Text excerpt
## START
Working with time zones in Python, pandas, and Postgres

Practical advice for handling time zones in Python, pandas, and Postgres.
Author

Wasim Lorgat

Published

September 18, 2020

Time zones

NoteAuthor’s note

I originally wrote this in September 2020 for an internal company blog. I lightly edited and republished it in May 2026.

The high-level advice still holds, but the Python ecosystem has moved on: for modern Python, prefer the standard library’s zoneinfo module over pytz for new code. I have kept the pytz material as legacy context because it still appears in many older codebases.

This post is a practical guide to working with time zones in data pipelines. It starts with recommendations and code examples for Python, pandas, and Postgres, then dives into some of the underlying details.

Best practices

Use IANA time zone names

IANA time zones are usually specified by strings like "Area/Location", for example "Africa/Johannesburg". You may also see them called Olson time zones, zoneinfo time zones, or tzdata time zones. They are supported by pandas, Python’s datetime objects via the standard library’s zoneinfo, and Postgres.

Microsoft SQL Server uses Microsoft’s own time zone names; the Unicode CLDR project maintains a mapping between Windows and IANA time zones.

Attach the source time zone to naive timestamps as early as possible

Naive timestamps do not carry time zone information, for example datetime(2020, 9, 18, 12, 9). If you receive a naive timestamp from a system and you know the local time zone in which it was recorded, attach that time zone immediately.

For example, if you are ingesting data from a manufacturing plant in Johannesburg and its data is not time zone-aware, your first step should be to attach "Africa/Johannesburg".

Raise an exception when you can’t reasonably attach a time zone

If you receive a naive timestamp where you expected an aware timestamp, or where it is impossible to know which time zone should apply, raise an exception. Otherwise you will have to guess, and time zone guesses have a habit of turning into quiet data bugs.

Use UTC inside your application

UTC is the safest internal representation for timestamps that refer to specific instants in time. It avoids much of the confusion caused by daylight saving time and local clock changes.
## END
Directive
Copy the time zones article between "Practical advice for" and "in May 2026.", inclusive, and swap "Postgres" for "PostgreSQL" each time it appears.

Given information
## START
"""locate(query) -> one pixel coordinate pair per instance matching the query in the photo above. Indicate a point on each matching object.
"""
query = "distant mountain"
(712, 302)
## END
Response
Practical advice for handling time zones in Python, pandas, and PostgreSQL.
Author

Wasim Lorgat

Published

September 18, 2020

Time zones

NoteAuthor’s note

I originally wrote this in September 2020 for an internal company blog. I lightly edited and republished it in May 2026.